### What to produce
Reproduce word for word the lines between those holding "of the wheel" and "of the cracked", inclusive, and nothing else from the data below.

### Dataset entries
#####
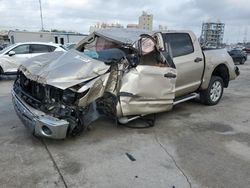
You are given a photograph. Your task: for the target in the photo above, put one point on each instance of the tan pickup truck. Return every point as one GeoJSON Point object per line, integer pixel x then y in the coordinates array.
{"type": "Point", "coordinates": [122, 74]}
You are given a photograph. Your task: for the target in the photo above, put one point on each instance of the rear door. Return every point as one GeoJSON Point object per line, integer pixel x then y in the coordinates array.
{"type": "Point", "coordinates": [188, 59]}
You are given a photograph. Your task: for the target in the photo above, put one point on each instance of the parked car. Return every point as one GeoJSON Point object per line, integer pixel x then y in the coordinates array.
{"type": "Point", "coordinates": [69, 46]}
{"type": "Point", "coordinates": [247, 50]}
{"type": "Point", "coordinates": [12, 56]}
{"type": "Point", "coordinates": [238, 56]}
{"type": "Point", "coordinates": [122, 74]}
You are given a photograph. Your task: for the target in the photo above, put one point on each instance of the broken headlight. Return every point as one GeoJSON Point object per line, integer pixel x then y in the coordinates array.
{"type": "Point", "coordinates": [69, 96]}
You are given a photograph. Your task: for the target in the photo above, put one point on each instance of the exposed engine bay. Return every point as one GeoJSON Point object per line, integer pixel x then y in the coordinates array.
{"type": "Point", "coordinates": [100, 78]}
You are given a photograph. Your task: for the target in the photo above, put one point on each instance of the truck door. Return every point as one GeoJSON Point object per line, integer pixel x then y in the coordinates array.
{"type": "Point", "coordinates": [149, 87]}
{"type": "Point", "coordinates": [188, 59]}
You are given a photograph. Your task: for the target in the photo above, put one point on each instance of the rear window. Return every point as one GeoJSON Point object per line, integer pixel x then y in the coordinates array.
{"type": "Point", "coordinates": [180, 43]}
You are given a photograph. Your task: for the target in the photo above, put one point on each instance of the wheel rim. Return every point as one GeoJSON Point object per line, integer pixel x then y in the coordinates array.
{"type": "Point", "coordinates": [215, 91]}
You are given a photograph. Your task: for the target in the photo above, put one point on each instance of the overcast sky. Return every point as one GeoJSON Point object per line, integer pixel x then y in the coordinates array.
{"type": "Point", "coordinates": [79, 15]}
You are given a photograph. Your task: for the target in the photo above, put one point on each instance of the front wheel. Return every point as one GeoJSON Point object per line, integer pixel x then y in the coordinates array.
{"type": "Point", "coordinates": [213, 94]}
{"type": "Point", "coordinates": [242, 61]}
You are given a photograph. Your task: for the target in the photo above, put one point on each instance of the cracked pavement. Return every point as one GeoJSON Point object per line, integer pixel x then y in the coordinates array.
#####
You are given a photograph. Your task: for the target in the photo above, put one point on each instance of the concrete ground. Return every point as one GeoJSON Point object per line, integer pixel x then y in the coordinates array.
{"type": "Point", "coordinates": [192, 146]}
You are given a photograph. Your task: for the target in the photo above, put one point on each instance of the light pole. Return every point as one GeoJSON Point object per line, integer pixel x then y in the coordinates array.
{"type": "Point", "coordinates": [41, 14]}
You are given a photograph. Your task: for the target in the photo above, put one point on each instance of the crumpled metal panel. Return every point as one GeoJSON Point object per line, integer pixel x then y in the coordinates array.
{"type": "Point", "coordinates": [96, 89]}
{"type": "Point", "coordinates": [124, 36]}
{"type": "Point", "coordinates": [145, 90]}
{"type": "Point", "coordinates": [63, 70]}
#####
### Answer area
You are given a photograph. Your task: for the target in the photo above, put one point on each instance of the wheel rim. Return every point as one GeoJSON Point object per line, integer pixel x then y in the coordinates array.
{"type": "Point", "coordinates": [215, 91]}
You are given a photograph. Your task: for the target in the photo above, put one point on each instance of the overcast sky. Return every point as one GeoJSON Point object per line, integer pixel x then y in the coordinates array.
{"type": "Point", "coordinates": [79, 15]}
You are given a photograph. Your task: for the target in the photo above, put one point on each instance of the front wheel. Return every point as one GeoJSON Point object per line, integer pixel x then y in the coordinates array.
{"type": "Point", "coordinates": [213, 94]}
{"type": "Point", "coordinates": [242, 61]}
You are given a photograph. Your task: for the target in the photo above, put one point on each instance of the cracked pavement. Return every point as one GeoJSON Point object per line, integer pixel x then y in the coordinates array.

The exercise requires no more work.